# Battalion30five xmas meet pictures



## evogeof (Aug 3, 2014)

well what can i say. massive battalion30five meet yesterday with over 145 cars turning up. here is just a few pics as my shoulder injury couldn't carry my camera any more :chuckle:

o and i won best r35 of the show :bowdown1::bowdown1: 
just like to say a massive thanks for arranging it, you know who you are


----------



## evogeof (Aug 3, 2014)




----------



## evogeof (Aug 3, 2014)




----------



## evogeof (Aug 3, 2014)




----------



## evogeof (Aug 3, 2014)




----------



## evogeof (Aug 3, 2014)




----------



## evogeof (Aug 3, 2014)

and a little video


----------



## Alan (Jul 1, 2001)

Cool meet glad i made it, need a sunny summer BBQ to beat that one


----------



## TABZ (Apr 30, 2003)

Geof I was waiting for this, I knew you wouldn't let us down. Looks epic.

Your pics look sooo much better then what I've seen on FB. What camera are you using?


----------



## Johnny G (Aug 10, 2012)

This is how to engage with members. Kudos to Max and the team.


----------



## evogeof (Aug 3, 2014)

TABZ said:


> Geof I was waiting for this, I knew you wouldn't let us down. Looks epic.
> 
> Your pics look sooo much better then what I've seen on FB. What camera are you using?


I've a cannon 7d but the light in there was a pain to get a good picture so i left it to monkeynuts. was you there ?


----------



## TABZ (Apr 30, 2003)

I seriously need to look into getting decent camera.

No I couldn't make it. Not driven the car for a few months now and don't plan in using it over the winter.
Plan is to build the box amongst other things.


----------



## evogeof (Aug 3, 2014)

TABZ said:


> I seriously need to look into getting decent camera.
> 
> No I couldn't make it. Not driven the car for a few months now and don't plan in using it over the winter.
> Plan is to build the box amongst other things.


you can get good pics from a ok camera with a good lense. or a good mobile phone :chuckle:


----------



## TABZ (Apr 30, 2003)

Haha, I thought my iphone was good. 
Prefer something more compact and easy to lug around but must have seriously decent picture quality.


----------



## CT17 (Mar 25, 2011)

Being in a hanger, the lighting wasn't ideal for pictures.
I took about 6 or so and they didn't come up to my standards so I kind of gave up and thought I'd just pinch some from Facebook afterwards...


----------



## matthewk (Aug 22, 2013)

Not a single pic of mine? Seriously? It was by far the best looking car there and you missed it.


----------



## CT17 (Mar 25, 2011)

matthewk said:


> Not a single pic of mine? Seriously? It was by far the best looking car there and you missed it.


Here you go, your car and a random lurker...


----------



## monkeynuts1 (Jan 17, 2014)

evogeof said:


> I've a cannon 7d but the light in there was a pain to get a good picture so i left it to monkeynuts. was you there ?


Cheers Geof and thanks for the kind words and I struggled man it was dark :chuckle:

If people dont mind I will post mine on here tomorrow


----------



## evogeof (Aug 3, 2014)

matthewk said:


> Not a single pic of mine? Seriously? It was by far the best looking car there and you missed it.
_ _ _ _
What is expected:
Write the next part of the car meet thread, starting right after its last line. The data after this point is separate from the car meet thread.
_ _ _ _
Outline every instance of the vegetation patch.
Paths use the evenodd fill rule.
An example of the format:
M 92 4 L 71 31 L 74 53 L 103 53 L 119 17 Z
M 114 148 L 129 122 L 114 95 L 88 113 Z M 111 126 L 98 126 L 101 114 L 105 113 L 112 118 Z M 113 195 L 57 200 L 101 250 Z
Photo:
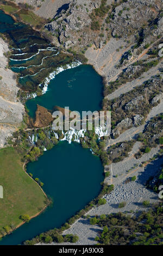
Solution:
M 30 218 L 46 205 L 43 192 L 23 170 L 22 157 L 12 147 L 0 150 L 0 184 L 4 190 L 0 202 L 0 236 L 25 221 L 22 216 Z

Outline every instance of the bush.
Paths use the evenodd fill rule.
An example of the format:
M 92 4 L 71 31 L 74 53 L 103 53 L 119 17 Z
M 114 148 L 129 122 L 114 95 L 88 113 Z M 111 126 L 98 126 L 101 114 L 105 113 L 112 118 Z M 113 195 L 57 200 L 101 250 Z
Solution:
M 133 176 L 133 177 L 132 177 L 131 179 L 131 181 L 135 181 L 136 180 L 136 176 Z
M 163 144 L 163 137 L 161 137 L 161 138 L 159 138 L 159 143 Z
M 123 207 L 126 206 L 126 202 L 122 202 L 119 204 L 118 208 L 123 208 Z
M 30 218 L 28 214 L 23 214 L 23 215 L 21 215 L 20 216 L 20 218 L 22 221 L 24 221 L 25 222 L 29 222 Z
M 110 176 L 110 172 L 106 172 L 105 173 L 105 178 L 109 177 L 109 176 Z
M 147 147 L 147 148 L 146 148 L 145 149 L 145 153 L 149 153 L 151 151 L 151 148 L 149 148 L 149 147 Z
M 49 235 L 45 237 L 45 242 L 46 243 L 51 243 L 53 242 L 52 237 Z
M 95 225 L 97 223 L 97 218 L 96 217 L 92 218 L 90 220 L 90 223 L 91 225 Z
M 143 201 L 143 205 L 144 206 L 149 206 L 150 204 L 149 201 Z
M 105 204 L 106 203 L 106 199 L 105 198 L 100 198 L 100 199 L 98 200 L 98 204 L 100 205 L 102 205 L 103 204 Z

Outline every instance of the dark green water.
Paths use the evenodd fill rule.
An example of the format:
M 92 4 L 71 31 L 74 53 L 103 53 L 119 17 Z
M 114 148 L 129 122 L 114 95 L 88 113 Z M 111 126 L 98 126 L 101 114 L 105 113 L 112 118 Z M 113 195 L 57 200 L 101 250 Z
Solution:
M 101 108 L 102 81 L 89 65 L 65 70 L 51 81 L 46 94 L 26 102 L 29 115 L 34 117 L 36 104 L 52 109 L 54 106 L 69 106 L 71 111 L 94 111 Z
M 59 227 L 98 194 L 103 179 L 99 159 L 80 144 L 67 142 L 45 152 L 27 169 L 44 182 L 43 190 L 53 197 L 53 206 L 4 237 L 0 245 L 20 244 Z
M 7 33 L 14 47 L 22 48 L 27 45 L 30 49 L 32 44 L 47 44 L 37 35 L 34 38 L 32 29 L 26 26 L 15 24 L 11 17 L 0 10 L 0 32 Z M 28 41 L 26 28 L 31 33 Z M 14 54 L 21 52 L 14 51 Z M 57 61 L 62 65 L 59 60 Z M 17 68 L 15 69 L 17 72 Z M 34 80 L 32 81 L 29 88 L 34 84 Z M 31 116 L 34 115 L 37 103 L 50 109 L 58 105 L 69 106 L 71 110 L 80 112 L 98 110 L 101 107 L 102 91 L 101 76 L 91 66 L 80 65 L 57 75 L 51 81 L 47 93 L 28 101 L 27 106 Z M 69 144 L 67 142 L 60 142 L 51 150 L 45 152 L 37 161 L 29 163 L 27 169 L 34 178 L 39 178 L 44 183 L 43 190 L 53 197 L 54 204 L 29 223 L 4 237 L 0 245 L 20 244 L 42 231 L 60 227 L 99 194 L 100 184 L 103 180 L 103 168 L 99 159 L 80 144 Z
_ _ _ _
Expected answer:
Sorry couldn't carry the camera for long my shoulder is goosed


----------



## G2GUV (Dec 16, 2012)

Excellent pics Geof, and your car was bloody super clean!!!

It was a great day - I certainly enjoyed myself.


----------



## AdnanK (Jun 11, 2013)

Awesome pics, what a great turn out


----------



## G2GUV (Dec 16, 2012)

AdnanK said:


> Awesome pics, what a great turn out


144 GT-Rs. European record I believe. Officially the biggest GT-R show in Europe.


----------



## evogeof (Aug 3, 2014)

G2GUV said:


> Excellent pics Geof, and your car was bloody super clean!!!
> 
> It was a great day - I certainly enjoyed myself.


Could of been cleaner if I had a bit more space and a better spot up the front :chuckle:


----------



## matthewk (Aug 22, 2013)

CT17 said:


> Here you go, your car and a random lurker...


Thanks budding, that's the cleanest it's ever been, I paid a local hand car wash guy to do it 10 minutes before.


----------



## evogeof (Aug 3, 2014)

monkeynuts1 said:


> Cheers Geof and thanks for the kind words and I struggled man it was dark :chuckle:
> 
> If people dont mind I will post mine on here tomorrow


Yes get them posted Steve some of mine are blurred :chuckle:


----------



## Evo9lution (Aug 24, 2013)

Didn't realise that you were there Geof or else I would have said "hi". Nice pics but why you post most pics up twice? 

Thought the best R35 award went to the person who travelled the longest distance to get there? Or was that just a polite consideration in light of your eccentricities? :chuckle: Didn't realise that it was your car but it did look good :thumbsup:

It was a good event. Always nice to meet up with old mates (and younger mates) and make some new ones :thumbsup:


----------



## evogeof (Aug 3, 2014)

Evo9lution said:


> Didn't realise that you were there Geof or else I would have said "hi". Nice pics but why you post most pics up twice?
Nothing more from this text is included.